DIRECTION
Present every line of the rows below as one numbered list, leaving out the blank lines.

INFORMATION GIVEN
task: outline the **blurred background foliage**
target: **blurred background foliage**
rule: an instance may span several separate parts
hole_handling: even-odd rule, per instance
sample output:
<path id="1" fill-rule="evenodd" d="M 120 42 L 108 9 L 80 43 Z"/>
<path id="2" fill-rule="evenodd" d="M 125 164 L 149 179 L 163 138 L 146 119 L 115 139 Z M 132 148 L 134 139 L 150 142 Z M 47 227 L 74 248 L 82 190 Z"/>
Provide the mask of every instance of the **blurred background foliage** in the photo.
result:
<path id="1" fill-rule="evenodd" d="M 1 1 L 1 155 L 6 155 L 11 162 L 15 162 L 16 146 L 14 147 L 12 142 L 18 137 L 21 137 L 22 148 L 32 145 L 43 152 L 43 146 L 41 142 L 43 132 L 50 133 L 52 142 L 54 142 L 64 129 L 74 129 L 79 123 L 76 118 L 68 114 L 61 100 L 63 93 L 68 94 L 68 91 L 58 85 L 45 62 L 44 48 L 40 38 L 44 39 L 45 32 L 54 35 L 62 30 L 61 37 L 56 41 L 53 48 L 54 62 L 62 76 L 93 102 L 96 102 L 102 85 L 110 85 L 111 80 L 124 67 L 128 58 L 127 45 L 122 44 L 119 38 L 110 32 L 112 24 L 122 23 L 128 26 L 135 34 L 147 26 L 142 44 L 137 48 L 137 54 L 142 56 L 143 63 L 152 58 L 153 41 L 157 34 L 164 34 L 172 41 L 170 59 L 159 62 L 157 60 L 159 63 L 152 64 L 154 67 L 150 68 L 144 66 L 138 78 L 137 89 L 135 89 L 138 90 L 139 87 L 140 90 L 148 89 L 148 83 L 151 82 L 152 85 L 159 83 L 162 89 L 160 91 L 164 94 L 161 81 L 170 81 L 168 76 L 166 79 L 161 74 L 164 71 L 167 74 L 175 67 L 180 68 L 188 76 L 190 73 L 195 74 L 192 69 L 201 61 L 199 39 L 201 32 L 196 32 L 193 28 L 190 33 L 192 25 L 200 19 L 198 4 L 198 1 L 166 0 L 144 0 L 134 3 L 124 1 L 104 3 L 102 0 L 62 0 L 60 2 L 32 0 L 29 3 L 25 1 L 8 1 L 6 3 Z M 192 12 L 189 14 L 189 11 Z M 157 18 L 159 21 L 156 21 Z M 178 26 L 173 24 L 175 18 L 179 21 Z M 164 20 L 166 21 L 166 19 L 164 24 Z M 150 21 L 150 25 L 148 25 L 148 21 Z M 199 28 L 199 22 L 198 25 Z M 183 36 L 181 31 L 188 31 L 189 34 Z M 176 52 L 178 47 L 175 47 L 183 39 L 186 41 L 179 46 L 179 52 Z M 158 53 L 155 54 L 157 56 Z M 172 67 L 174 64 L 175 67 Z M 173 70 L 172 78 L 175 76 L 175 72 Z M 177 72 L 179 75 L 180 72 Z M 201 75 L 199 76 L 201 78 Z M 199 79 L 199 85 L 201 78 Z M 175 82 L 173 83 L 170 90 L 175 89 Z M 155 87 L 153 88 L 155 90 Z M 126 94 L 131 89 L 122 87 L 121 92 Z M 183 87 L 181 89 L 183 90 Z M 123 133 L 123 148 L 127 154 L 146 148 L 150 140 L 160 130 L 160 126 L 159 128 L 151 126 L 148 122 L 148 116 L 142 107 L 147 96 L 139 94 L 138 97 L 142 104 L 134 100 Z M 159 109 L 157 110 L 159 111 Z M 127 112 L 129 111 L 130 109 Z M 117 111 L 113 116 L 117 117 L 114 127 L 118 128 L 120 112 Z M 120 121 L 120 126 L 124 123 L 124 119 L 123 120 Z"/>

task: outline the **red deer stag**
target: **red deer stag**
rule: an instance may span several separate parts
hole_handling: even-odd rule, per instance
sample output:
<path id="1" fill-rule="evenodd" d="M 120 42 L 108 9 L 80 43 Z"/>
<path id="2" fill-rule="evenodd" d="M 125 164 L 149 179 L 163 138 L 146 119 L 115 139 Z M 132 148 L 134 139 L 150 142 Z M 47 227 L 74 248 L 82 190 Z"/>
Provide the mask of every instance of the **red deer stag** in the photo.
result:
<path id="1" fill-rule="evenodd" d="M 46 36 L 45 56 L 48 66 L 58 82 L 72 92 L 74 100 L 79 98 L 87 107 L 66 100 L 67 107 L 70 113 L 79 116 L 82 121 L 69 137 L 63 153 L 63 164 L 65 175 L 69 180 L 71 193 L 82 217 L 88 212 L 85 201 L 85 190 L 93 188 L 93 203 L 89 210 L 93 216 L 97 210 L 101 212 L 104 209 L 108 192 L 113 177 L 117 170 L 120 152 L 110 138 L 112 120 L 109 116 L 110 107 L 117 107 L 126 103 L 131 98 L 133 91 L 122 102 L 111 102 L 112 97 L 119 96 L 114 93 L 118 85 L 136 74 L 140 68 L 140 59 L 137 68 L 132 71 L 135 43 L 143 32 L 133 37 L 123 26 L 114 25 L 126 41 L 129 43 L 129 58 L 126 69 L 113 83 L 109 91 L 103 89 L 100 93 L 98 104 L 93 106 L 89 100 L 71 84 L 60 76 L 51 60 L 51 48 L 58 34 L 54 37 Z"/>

ANSWER TO THE PROBLEM
1. task: outline the **blurred background foliage**
2. target: **blurred background foliage**
3. rule: an instance may span several separate parts
4. hole_handling: even-odd rule, per instance
5. sample output:
6. <path id="1" fill-rule="evenodd" d="M 120 42 L 108 9 L 80 43 Z"/>
7. <path id="2" fill-rule="evenodd" d="M 125 164 L 149 179 L 163 138 L 146 119 L 115 139 Z M 132 148 L 134 139 L 150 142 Z M 47 227 L 74 248 L 82 190 Z"/>
8. Provide the mask of every instance of the **blurred background foliage** in the photo.
9. result:
10. <path id="1" fill-rule="evenodd" d="M 1 1 L 1 155 L 6 155 L 11 162 L 15 162 L 16 146 L 14 147 L 12 142 L 18 137 L 21 137 L 22 148 L 32 145 L 43 152 L 43 146 L 41 142 L 43 132 L 50 133 L 52 142 L 54 142 L 64 129 L 74 129 L 79 123 L 76 118 L 68 114 L 61 100 L 63 93 L 68 94 L 68 91 L 58 85 L 45 62 L 44 48 L 40 38 L 44 39 L 45 32 L 54 35 L 62 30 L 61 37 L 56 41 L 53 48 L 54 62 L 62 76 L 93 102 L 96 102 L 102 85 L 110 85 L 111 80 L 124 67 L 128 58 L 127 45 L 122 44 L 119 38 L 110 32 L 112 24 L 122 23 L 128 26 L 135 34 L 147 26 L 142 44 L 137 48 L 137 54 L 142 56 L 143 63 L 152 58 L 153 41 L 157 34 L 164 34 L 172 41 L 170 59 L 159 62 L 157 60 L 159 63 L 152 64 L 154 67 L 150 68 L 144 66 L 138 78 L 137 89 L 135 89 L 138 90 L 139 87 L 140 90 L 148 89 L 148 83 L 151 82 L 152 85 L 159 83 L 162 89 L 160 91 L 164 94 L 161 81 L 170 81 L 168 76 L 166 79 L 161 74 L 164 71 L 167 74 L 175 67 L 180 68 L 188 76 L 190 73 L 195 74 L 192 69 L 201 61 L 199 39 L 201 32 L 196 32 L 193 28 L 190 33 L 192 25 L 200 19 L 198 4 L 198 1 L 166 0 L 144 0 L 134 3 L 124 1 L 104 3 L 102 0 L 62 0 L 60 2 L 32 0 L 29 3 L 25 1 L 8 1 L 6 3 Z M 192 12 L 189 14 L 189 11 Z M 157 18 L 159 21 L 156 21 Z M 178 26 L 173 24 L 175 18 L 179 21 Z M 164 20 L 166 21 L 166 19 L 164 24 Z M 150 21 L 150 25 L 148 25 L 148 21 Z M 199 28 L 199 22 L 198 25 Z M 183 36 L 181 31 L 188 31 L 189 34 Z M 176 52 L 178 47 L 175 47 L 183 39 L 186 41 L 179 46 L 179 52 Z M 158 53 L 155 54 L 157 56 Z M 172 67 L 174 64 L 175 67 Z M 173 70 L 172 78 L 175 76 L 175 72 Z M 177 72 L 179 75 L 180 72 Z M 201 75 L 199 76 L 201 78 Z M 199 79 L 199 85 L 201 78 Z M 175 82 L 173 83 L 170 90 L 175 89 Z M 155 87 L 153 88 L 155 90 Z M 126 94 L 131 89 L 122 87 L 121 92 Z M 183 87 L 181 89 L 183 90 Z M 123 133 L 123 148 L 127 154 L 146 148 L 150 140 L 160 130 L 160 126 L 159 128 L 151 126 L 148 122 L 148 116 L 142 107 L 147 96 L 139 94 L 138 97 L 142 104 L 134 100 Z M 159 109 L 157 110 L 159 111 Z M 127 112 L 129 111 L 130 109 Z M 117 111 L 113 116 L 117 117 L 114 127 L 118 128 L 120 112 Z M 120 121 L 120 126 L 124 123 L 124 119 L 123 120 Z"/>
11. task: outline the **red deer stag**
12. target: **red deer stag**
13. rule: an instance may span several separate parts
14. hole_handling: even-odd rule, per instance
15. sample output:
16. <path id="1" fill-rule="evenodd" d="M 120 42 L 108 9 L 80 43 Z"/>
17. <path id="2" fill-rule="evenodd" d="M 125 164 L 149 179 L 163 138 L 146 119 L 115 139 Z M 132 148 L 134 139 L 150 142 Z M 47 227 L 74 248 L 82 190 Z"/>
18. Provide the mask of every instance of the **red deer stag** in the photo.
19. result:
20. <path id="1" fill-rule="evenodd" d="M 46 36 L 45 56 L 48 66 L 58 82 L 72 92 L 74 100 L 79 98 L 87 107 L 66 100 L 67 107 L 70 113 L 79 116 L 82 121 L 69 137 L 63 153 L 63 164 L 65 175 L 69 180 L 71 193 L 82 217 L 88 212 L 85 201 L 85 190 L 93 188 L 93 203 L 89 210 L 93 216 L 97 210 L 101 212 L 104 209 L 108 192 L 113 177 L 117 170 L 120 152 L 110 138 L 112 120 L 109 116 L 110 107 L 117 107 L 126 103 L 131 98 L 133 91 L 122 102 L 111 102 L 112 97 L 119 96 L 114 93 L 118 85 L 136 74 L 140 68 L 140 59 L 137 68 L 132 71 L 135 43 L 143 32 L 133 37 L 123 26 L 114 25 L 126 41 L 129 43 L 129 58 L 126 69 L 113 83 L 109 91 L 103 89 L 100 93 L 98 104 L 93 106 L 89 100 L 71 84 L 60 76 L 51 60 L 51 48 L 58 34 L 54 37 Z"/>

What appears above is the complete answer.